* **Énoncé du problème 1**: Reproduisez fidèlement, dans le texte sur la burka en France, le passage allant de « LA BURKA EN FRANCE,PRIVATION » jusqu'à « faire ces réflexions. ».

* **Passage fourni**:

LA BURKA EN FRANCE,PRIVATION DE LIBERTES OU VECU D'UNE FOI?
LA BURKA EN FRANCE,
Privation de libertés ou vécu d’une foi?
Ce sont les discours du Président Nicolas Sarkozy face aux parlementaires en Juin 2009 puis en janvier 2010 et le débat sur l’identité nationale en France qui m’ont décidé à faire ces réflexions.
L es discours rappellent la douleur de la société Française dans son histoire de laïcisation. Si le cléricalisme ne menace plus, estime le Président Sarkozy le 22 juin 2009 à Versailles, « nous le sommes davantage par une forme d’intolérance qui stigmatise toute appartenance religieuse. Je le dis en pensant en particulier aux français de confession musulmane. » Le disant, il relance le débat opposant les défenseurs de l’Islam de France à ceux de l’Islam vécu par d’autres, en l’occurrence les Arabes, voire les Maghrébins. Cet Islam de France, à l’instar de l’Eglise Gallicane, doit se teinter d’une sorte de culture française. Sans aspirer au même statut que les religieux Catholiques et protestants, ses Imams sont formés par l’Eglise Catholique. A ces Imams et leurs fidèles « français de confession musulmane », le Président Sarkozy dit s’associer et conseiller : « nous ne devons pas nous tromper de combat.» A l’analyse, « dans la République », c’est cette « religion musulmane (l’Islam de France qui) doit être autant respectée que les autres religions.»

* **Entrées du jeu de données**:
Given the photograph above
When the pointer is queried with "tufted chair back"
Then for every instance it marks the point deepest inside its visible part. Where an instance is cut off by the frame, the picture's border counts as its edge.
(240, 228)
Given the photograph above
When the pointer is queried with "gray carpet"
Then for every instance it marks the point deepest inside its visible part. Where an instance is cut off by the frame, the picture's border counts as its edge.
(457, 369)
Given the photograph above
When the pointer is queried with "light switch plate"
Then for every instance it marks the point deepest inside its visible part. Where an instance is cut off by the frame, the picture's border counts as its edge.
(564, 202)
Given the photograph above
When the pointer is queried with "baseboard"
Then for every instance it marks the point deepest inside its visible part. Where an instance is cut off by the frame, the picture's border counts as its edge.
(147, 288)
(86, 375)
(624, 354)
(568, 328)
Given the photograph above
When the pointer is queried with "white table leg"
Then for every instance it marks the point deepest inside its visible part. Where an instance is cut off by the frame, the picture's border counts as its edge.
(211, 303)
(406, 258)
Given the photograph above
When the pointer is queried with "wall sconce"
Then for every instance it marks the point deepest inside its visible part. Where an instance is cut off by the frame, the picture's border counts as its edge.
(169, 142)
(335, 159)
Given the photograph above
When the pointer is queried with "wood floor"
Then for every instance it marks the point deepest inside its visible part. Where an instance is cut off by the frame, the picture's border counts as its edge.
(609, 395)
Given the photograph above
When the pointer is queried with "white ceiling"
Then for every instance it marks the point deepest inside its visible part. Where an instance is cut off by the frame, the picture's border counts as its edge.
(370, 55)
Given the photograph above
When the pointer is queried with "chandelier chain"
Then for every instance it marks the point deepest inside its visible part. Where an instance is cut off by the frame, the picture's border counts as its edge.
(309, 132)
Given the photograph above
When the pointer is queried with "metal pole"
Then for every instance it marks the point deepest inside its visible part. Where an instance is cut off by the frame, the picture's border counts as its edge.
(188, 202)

* **Énoncé du problème 2**: Dressez la liste de toutes les lignes des enregistrements qui contiennent la chaîne « When ».

* **Réponse complète 1**:
LA BURKA EN FRANCE,PRIVATION DE LIBERTES OU VECU D'UNE FOI?
LA BURKA EN FRANCE,
Privation de libertés ou vécu d’une foi?
Ce sont les discours du Président Nicolas Sarkozy face aux parlementaires en Juin 2009 puis en janvier 2010 et le débat sur l’identité nationale en France qui m’ont décidé à faire ces réflexions.

* **Réponse complète 2**:
When the pointer is queried with "tufted chair back"
When the pointer is queried with "gray carpet"
When the pointer is queried with "light switch plate"
When the pointer is queried with "baseboard"
When the pointer is queried with "white table leg"
When the pointer is queried with "wall sconce"
When the pointer is queried with "wood floor"
When the pointer is queried with "white ceiling"
When the pointer is queried with "chandelier chain"
When the pointer is queried with "metal pole"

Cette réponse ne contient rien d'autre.